REQUIREMENTS
**a.** In the watch-movement passage below, condense the paragraph beginning "Shaking on the front side is determined" into a short bulleted list that keeps its main facts.
**b.** Render this sentence from the watch-movement passage below in Spanish: "Second-setting lever 43 is spaced from train wheel bridge 27 which supports the wheels in the displaying gear train assembly."
**c.** Carry on the watch-movement passage below from its final sentence.

DOCUMENT

★ ★ ★ ★ ★ ★ ★

The shaking of second-setting lever 43 is accurately set at its operating portions, namely rigid arm 43f engaged with click pin 8f on setting lever 8, the central portion of rotation about pivot 44, setting spring resilient arm 43c and the reset spring arm 43d. The remaining regions of second-setting lever 43 remain free. The shaking of rigid arm 43f engaged with click pin 8f of setting lever 8 is limited on the back surface thereof by yoke holder 15 and at the front side by additional train wheel bridge 13.
Shaking on the front side is determined by taking the inclination of second-setting lever 43 into consideration when setting lever 8 is inclined during detachment of winding stem 4. The shaking at the central portion is determined on the back side by train wheel setting lever shaft 44 and on the front side by shield plate bushing B 34b. Shaking of resilient arm 43c is determined on the back surface by center wheel bridge 20 and on its front surface by additional train wheel bridge 13. Shaking of second resilient arm 43d is determined on its back side by main plate 1 and at its front side by circuit bridge 45 which will be described in more detail below. Substantially rigid arm 43f located at the center of rotation and resilient portion 43c ride on a remaining portion 1d of main plate 1 along the back side.
Setting and resetting of the hands in a thin movement of the type described can be formed accurately by restricting the shaking the major elements as noted. By maintaining the other regions free, the setting and resetting operations can be reliably performed, even with the warp and deformation which results from the machining processes. The back side of rigid portion 43f formed with track-shaped opening 43e is camphored to provide an escape for any inclination of setting lever 8 during the winding stem removing operation. Additionally, this prevents any interference with click portion 15a of yoke holder 15 during the hand setting operation of second hand setting lever 43.
Referring now to FIG. 9, the second-setting operation will now be described in detail. When winding stem 4 is in the first position of normal hand advancing condition as shown in FIG. 3, the gaps are maintained when second-setting lever 43 takes position 43a between the leading end of resilient arm 43c and fifth wheel 25 and between the leading end of second resilient arm 43d and a reset pin 52 which will be described in more detail below. Second-setting lever 43 is spaced from train wheel bridge 27 which supports the wheels in the displaying gear train assembly. When winding stem 4 is pulled outwardly, setting lever 8 is turned in a counterclockwise direction as indicated in FIG. 4 and noted above so that second-setting lever 43 is similarly turned in a counterclockwise direction about shaft 44. As winding stem 4 is pulled out, second resilient arm 43d is brought into contact with respect pin 52 disposed in the 10:00 o'clock region of circuit bridge 45. At this time, first resilient arm 43c sets fifth wheel 25. After this second hand setting operation, clutch wheel 12 is brought into meshing engagement with setting wheel 14.

★ ★ ★ ★ ★ ★ ★

DATA SECTION

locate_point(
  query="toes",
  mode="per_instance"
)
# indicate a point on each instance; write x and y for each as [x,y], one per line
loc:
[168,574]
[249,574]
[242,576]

★ ★ ★ ★ ★ ★ ★

TASK RESPONSES
**a.**
- Front-side shaking allows for the inclination of second-setting lever 43 when setting lever 8 tilts as winding stem 4 is removed.
- The central portion is limited by train wheel setting lever shaft 44 on the back and shield plate bushing B 34b on the front.
- Resilient arm 43c is limited by center wheel bridge 20 on the back and additional train wheel bridge 13 on the front.
- Second resilient arm 43d is limited by main plate 1 on the back and circuit bridge 45 on the front.
- Rigid arm 43f, at the center of rotation, and resilient portion 43c ride on remaining portion 1d of main plate 1 along the back side.

**b.** La palanca de puesta de segundos 43 está separada del puente del tren de ruedas 27, que soporta las ruedas del conjunto del tren de engranajes de visualización.

**c.**
The shape of first resilient arm 43c of second setting lever 43 is characterized in that the base of the resilient member is positioned at the side of rotation with respect a straight line joining the center of rotation and the contacting region with fifth wheel 25. In this embodiment it is advantageous that the spring force can be overcome without any difficulty because the contacting pressure is provided by spring forces independent of the setting and resetting spring members. On the other hand, the rotating stroke of the train wheel setting lever can be easily changed by changing the inclination of track-shape opening 43e formed in rigid arm 43f and engaged with click pin 8f of setting lever 8. Second setting lever 43 may be fabricated at a significantly lower price because it does not have any bent regions.
Referring now to FIGS. 2, 10, 11 and 12 the circuit block including battery 2, quartz crystal oscillator 5, MOS-IC 6, trimmer condenser 7 and associated elements will now be described. The electronic wristwatch circuit according to this embodiment of the invention has an integral structure including three parts. The first is circuit bridge 45, circuit lead plate 46 and a circuit board 47 as shown in the cross-sections in FIGS. 10 and 11. Circuit lead plate 46 and circuit board 47 are mounted to circuit bridge 45 by means of a molded frame 48. Circuit board 47 is formed with patterns of copper foil 47a on the back surface (side facing the watch face) by using a polyimide tape as a base. Circuit lead plate 46 provides a biasing force necessary to insure the electrical connections of the input and output of the wristwatch circuit. Circuit board 47 merely provides the patterns of the circuit and will suffice if flexible and deformed by the biasing force of the spring portions of circuit lead plate 46.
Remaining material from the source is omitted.